### [作業内容]
提示文のうち「まあ今の自分なら、万が一明日」から「甘い話はないのだ。同感です。」に至るまでをすべて、「怪しい医療」を「根拠のない医療」に改めた形で書き直してください。

### [提示文]

良書です。
もし自分が終末期を迎えたら、著者のような専門医に見届けてもらいたいと思いました。
単純な話だが、明日死ぬかもしれないと思って生きてきた人間は、後悔が少ない。明日死ぬかもしれないと思う人間は、限られた生の時間を精一杯生きようとする人間であり、一日一日に最善を尽くそうとする人間である。一期一会を思う人間である。私の場合、明日死ぬかもしれないという可能性については常に頭の片隅には置いていますが、それに対して何か具体的な備えをしているかと問われれば、ほとんど何もしてないですね。そんなことはまだ考えたくないというのが本音です。
でも30代半ばを過ぎた頃から、「限られた生の時間」を明確に意識するようになったのは確かです。ふと気付けば、そろそろ人生の折り返し地点に差し掛かっているじゃないか、と。早期リタイアをイメージし始めたのも、ちょうどその頃でした。
まあ今の自分なら、万が一明日死ぬことがあってもそれほど後悔することはないだろうと思っています。仮に今でも現役会社員として家と会社を往復する毎日を過ごしていたら、決してそうは思わなかったことでしょう。
ある食品や怪しい医療で「がんが治った話」を純粋に聞いていると、簡単に騙される。世の中そんな甘い話はないのだ。同感です。

### [データ抜粋]
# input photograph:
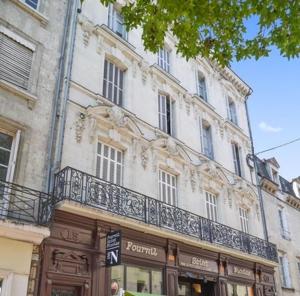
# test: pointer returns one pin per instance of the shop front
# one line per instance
(74, 263)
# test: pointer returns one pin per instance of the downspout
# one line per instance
(66, 91)
(261, 201)
(56, 106)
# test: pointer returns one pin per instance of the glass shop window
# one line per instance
(239, 290)
(137, 280)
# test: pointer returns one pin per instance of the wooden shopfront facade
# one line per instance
(73, 263)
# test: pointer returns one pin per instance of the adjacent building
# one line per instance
(31, 33)
(282, 204)
(154, 148)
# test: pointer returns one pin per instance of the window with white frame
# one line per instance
(283, 224)
(285, 271)
(244, 219)
(167, 187)
(211, 206)
(116, 22)
(232, 114)
(166, 114)
(237, 159)
(113, 81)
(32, 3)
(109, 163)
(201, 86)
(15, 61)
(207, 141)
(163, 59)
(8, 154)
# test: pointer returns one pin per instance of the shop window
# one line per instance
(166, 114)
(239, 290)
(164, 59)
(138, 279)
(167, 187)
(109, 163)
(15, 61)
(244, 219)
(113, 81)
(211, 206)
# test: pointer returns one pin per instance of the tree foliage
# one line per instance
(217, 28)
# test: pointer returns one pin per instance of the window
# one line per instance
(236, 151)
(285, 271)
(167, 187)
(109, 163)
(244, 220)
(207, 143)
(283, 224)
(232, 111)
(201, 86)
(32, 3)
(116, 22)
(15, 62)
(8, 155)
(164, 59)
(166, 114)
(136, 279)
(239, 290)
(113, 83)
(211, 206)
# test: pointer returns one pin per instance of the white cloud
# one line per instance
(268, 128)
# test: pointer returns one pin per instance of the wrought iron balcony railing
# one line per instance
(77, 186)
(24, 205)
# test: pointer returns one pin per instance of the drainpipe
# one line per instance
(62, 83)
(261, 201)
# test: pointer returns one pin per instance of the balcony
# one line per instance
(24, 205)
(80, 187)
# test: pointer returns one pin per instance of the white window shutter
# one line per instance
(10, 175)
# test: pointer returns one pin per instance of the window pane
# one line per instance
(138, 280)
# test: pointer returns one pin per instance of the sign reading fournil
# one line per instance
(113, 248)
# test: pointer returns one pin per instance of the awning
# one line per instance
(128, 293)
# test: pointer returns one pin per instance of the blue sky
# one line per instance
(274, 107)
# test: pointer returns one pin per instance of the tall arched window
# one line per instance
(201, 86)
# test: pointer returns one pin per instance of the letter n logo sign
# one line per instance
(113, 248)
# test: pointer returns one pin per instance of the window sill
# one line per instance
(39, 16)
(31, 99)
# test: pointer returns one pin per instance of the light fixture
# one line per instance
(197, 288)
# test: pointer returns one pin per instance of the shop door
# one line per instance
(65, 291)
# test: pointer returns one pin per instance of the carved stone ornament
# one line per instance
(79, 127)
(117, 116)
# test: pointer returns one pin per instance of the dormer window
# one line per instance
(116, 22)
(232, 114)
(163, 59)
(201, 86)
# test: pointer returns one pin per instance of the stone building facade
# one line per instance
(152, 147)
(281, 199)
(31, 33)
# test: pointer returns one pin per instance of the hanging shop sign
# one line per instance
(113, 248)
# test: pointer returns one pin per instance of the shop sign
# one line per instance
(196, 262)
(138, 249)
(113, 248)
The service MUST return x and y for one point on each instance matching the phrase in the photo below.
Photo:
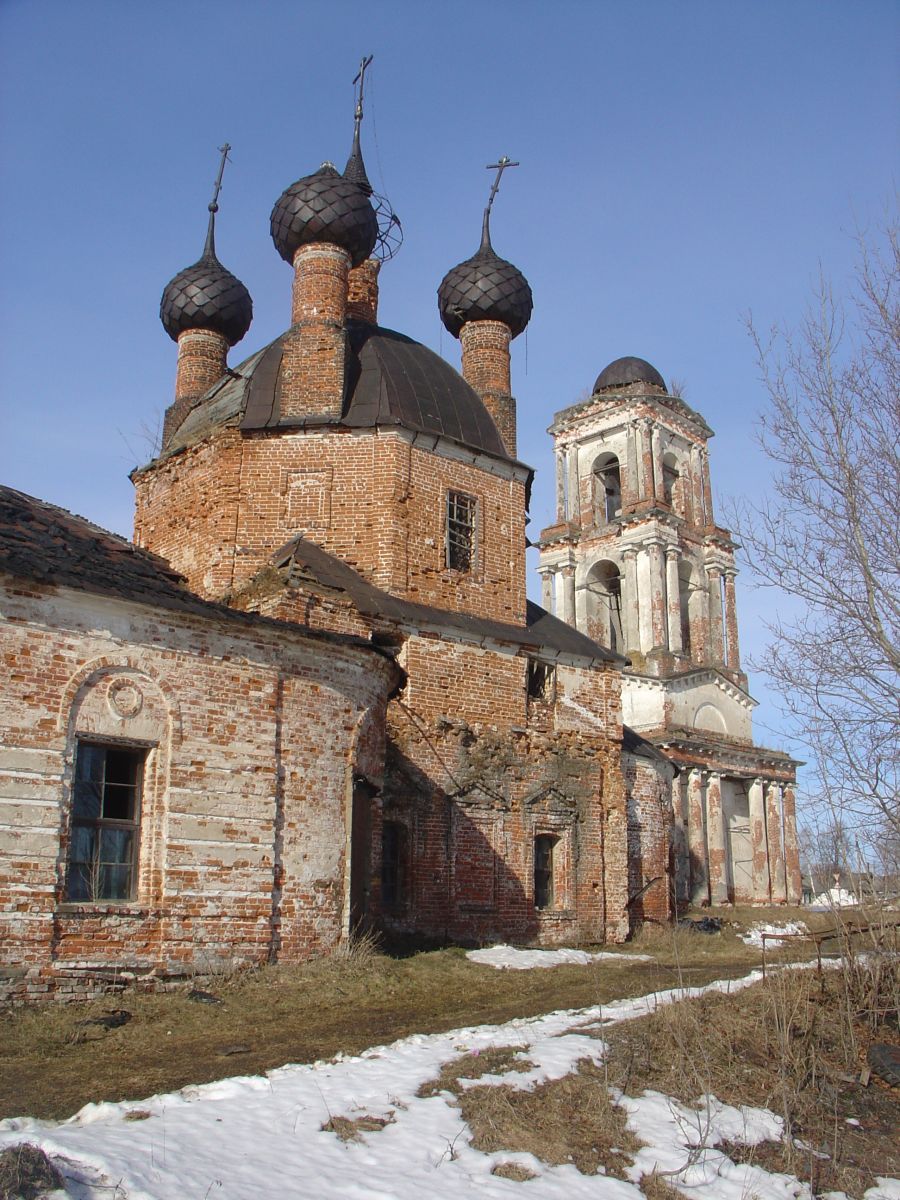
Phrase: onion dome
(485, 287)
(205, 295)
(629, 370)
(324, 207)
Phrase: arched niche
(606, 489)
(709, 718)
(603, 587)
(113, 709)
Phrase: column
(792, 850)
(546, 587)
(658, 604)
(561, 484)
(707, 486)
(657, 444)
(673, 600)
(631, 600)
(679, 839)
(715, 840)
(697, 487)
(759, 844)
(558, 598)
(717, 649)
(696, 840)
(773, 832)
(731, 623)
(647, 459)
(568, 613)
(628, 473)
(574, 493)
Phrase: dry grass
(27, 1173)
(352, 1129)
(792, 1045)
(493, 1061)
(571, 1120)
(299, 1014)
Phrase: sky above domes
(682, 165)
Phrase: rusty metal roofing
(543, 634)
(390, 381)
(47, 544)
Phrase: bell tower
(636, 561)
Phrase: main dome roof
(390, 381)
(625, 371)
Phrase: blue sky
(682, 165)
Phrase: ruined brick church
(313, 695)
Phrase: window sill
(102, 909)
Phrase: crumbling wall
(252, 737)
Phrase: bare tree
(829, 537)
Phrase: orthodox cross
(217, 186)
(361, 81)
(499, 167)
(209, 250)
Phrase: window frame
(547, 891)
(89, 870)
(453, 521)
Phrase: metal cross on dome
(499, 167)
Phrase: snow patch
(508, 958)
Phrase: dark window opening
(607, 490)
(460, 531)
(541, 681)
(106, 814)
(394, 864)
(544, 849)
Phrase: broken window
(106, 813)
(541, 681)
(394, 864)
(544, 853)
(461, 511)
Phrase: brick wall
(649, 825)
(252, 737)
(473, 780)
(220, 509)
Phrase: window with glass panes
(106, 814)
(460, 531)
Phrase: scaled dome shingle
(324, 207)
(621, 372)
(485, 287)
(205, 295)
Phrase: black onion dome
(324, 207)
(485, 287)
(629, 370)
(207, 297)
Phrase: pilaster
(762, 888)
(696, 840)
(715, 841)
(777, 855)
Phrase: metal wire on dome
(390, 233)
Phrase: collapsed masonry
(313, 694)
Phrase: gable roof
(47, 544)
(543, 634)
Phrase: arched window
(607, 489)
(670, 480)
(604, 607)
(684, 600)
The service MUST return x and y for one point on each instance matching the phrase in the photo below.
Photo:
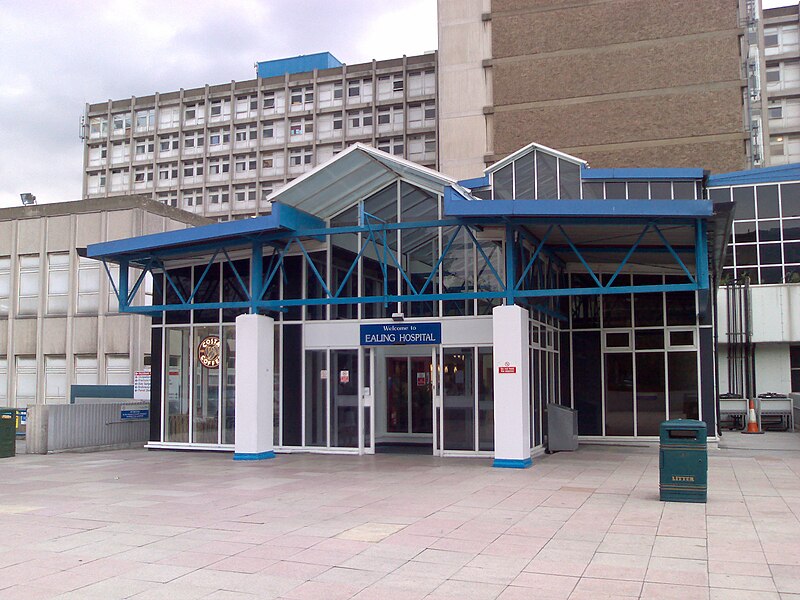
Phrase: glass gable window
(537, 174)
(764, 246)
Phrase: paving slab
(587, 524)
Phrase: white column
(254, 387)
(512, 406)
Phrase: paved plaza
(583, 525)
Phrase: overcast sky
(56, 55)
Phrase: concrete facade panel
(84, 335)
(716, 156)
(58, 234)
(6, 229)
(29, 236)
(90, 229)
(537, 26)
(632, 119)
(773, 370)
(121, 226)
(117, 334)
(617, 69)
(54, 338)
(25, 336)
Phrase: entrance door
(409, 403)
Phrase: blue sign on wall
(136, 414)
(401, 334)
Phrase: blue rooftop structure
(297, 64)
(761, 175)
(635, 174)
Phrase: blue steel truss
(533, 268)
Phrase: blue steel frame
(532, 263)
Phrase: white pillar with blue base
(512, 392)
(255, 350)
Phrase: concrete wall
(85, 427)
(620, 83)
(775, 313)
(63, 228)
(465, 87)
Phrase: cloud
(57, 56)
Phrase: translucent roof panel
(350, 176)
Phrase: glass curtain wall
(647, 345)
(199, 358)
(467, 399)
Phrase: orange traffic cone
(752, 423)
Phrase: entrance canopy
(374, 228)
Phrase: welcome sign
(401, 334)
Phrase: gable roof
(351, 175)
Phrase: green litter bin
(8, 431)
(683, 461)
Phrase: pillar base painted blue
(512, 463)
(253, 455)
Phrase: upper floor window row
(537, 174)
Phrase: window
(330, 94)
(118, 369)
(168, 172)
(219, 137)
(86, 369)
(193, 198)
(770, 39)
(57, 283)
(28, 301)
(245, 193)
(5, 285)
(246, 132)
(794, 359)
(245, 163)
(121, 123)
(142, 175)
(168, 143)
(218, 195)
(299, 157)
(98, 127)
(218, 166)
(168, 116)
(145, 119)
(773, 74)
(144, 148)
(26, 381)
(193, 141)
(192, 169)
(88, 286)
(55, 379)
(3, 380)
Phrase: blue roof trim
(588, 174)
(304, 63)
(282, 217)
(455, 206)
(475, 182)
(762, 175)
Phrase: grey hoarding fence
(59, 427)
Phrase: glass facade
(765, 245)
(648, 345)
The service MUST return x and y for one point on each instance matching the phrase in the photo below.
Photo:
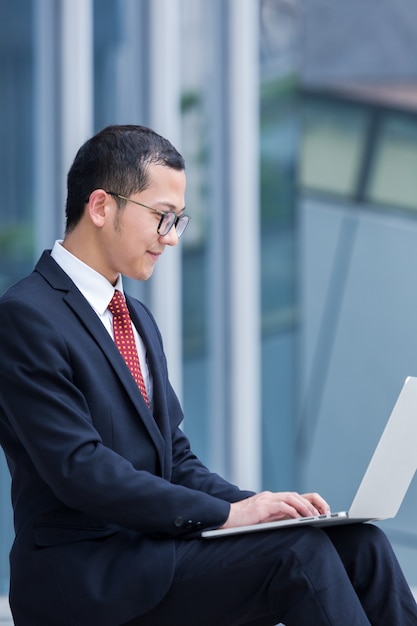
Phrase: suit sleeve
(54, 449)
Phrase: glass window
(16, 137)
(393, 178)
(332, 146)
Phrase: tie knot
(117, 305)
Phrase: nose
(171, 238)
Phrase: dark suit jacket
(100, 492)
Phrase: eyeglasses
(168, 218)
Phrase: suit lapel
(60, 281)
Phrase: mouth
(154, 255)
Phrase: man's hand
(268, 507)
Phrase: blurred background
(289, 311)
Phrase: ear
(98, 207)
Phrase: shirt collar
(96, 289)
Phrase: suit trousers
(342, 576)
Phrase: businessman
(108, 498)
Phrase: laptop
(386, 479)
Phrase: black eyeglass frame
(169, 217)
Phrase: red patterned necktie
(125, 340)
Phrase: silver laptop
(386, 479)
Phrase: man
(108, 498)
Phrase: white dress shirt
(98, 292)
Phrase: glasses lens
(182, 224)
(168, 221)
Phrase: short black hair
(116, 159)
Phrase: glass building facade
(282, 186)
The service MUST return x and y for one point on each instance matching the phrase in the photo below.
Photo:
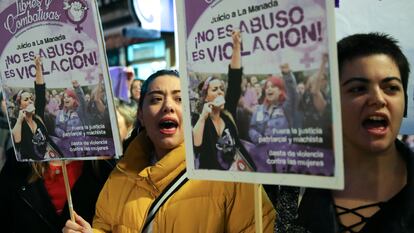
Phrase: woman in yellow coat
(151, 162)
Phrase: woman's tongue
(168, 127)
(375, 126)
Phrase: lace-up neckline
(357, 226)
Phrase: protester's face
(161, 113)
(215, 89)
(300, 88)
(253, 80)
(372, 99)
(136, 90)
(258, 89)
(26, 99)
(68, 101)
(272, 92)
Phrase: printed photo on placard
(260, 91)
(55, 81)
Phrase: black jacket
(26, 208)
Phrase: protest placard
(276, 120)
(71, 115)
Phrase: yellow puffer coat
(198, 206)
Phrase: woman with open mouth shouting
(148, 190)
(216, 140)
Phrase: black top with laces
(317, 212)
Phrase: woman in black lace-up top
(379, 189)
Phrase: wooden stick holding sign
(67, 188)
(258, 212)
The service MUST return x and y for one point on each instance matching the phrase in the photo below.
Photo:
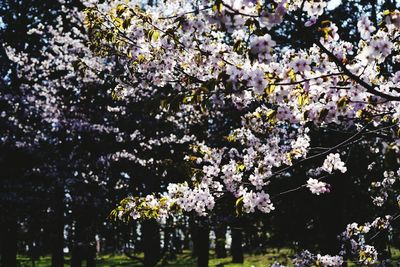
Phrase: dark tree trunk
(194, 234)
(57, 235)
(151, 242)
(91, 248)
(220, 232)
(76, 255)
(9, 244)
(236, 246)
(203, 244)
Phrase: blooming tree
(217, 53)
(246, 102)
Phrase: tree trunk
(9, 244)
(91, 248)
(236, 246)
(203, 244)
(220, 232)
(57, 235)
(151, 242)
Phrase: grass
(282, 256)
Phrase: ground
(272, 255)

### [回答文]
まあ今の自分なら、万が一明日死ぬことがあってもそれほど後悔することはないだろうと思っています。仮に今でも現役会社員として家と会社を往復する毎日を過ごしていたら、決してそうは思わなかったことでしょう。
ある食品や根拠のない医療で「がんが治った話」を純粋に聞いていると、簡単に騙される。世の中そんな甘い話はないのだ。同感です。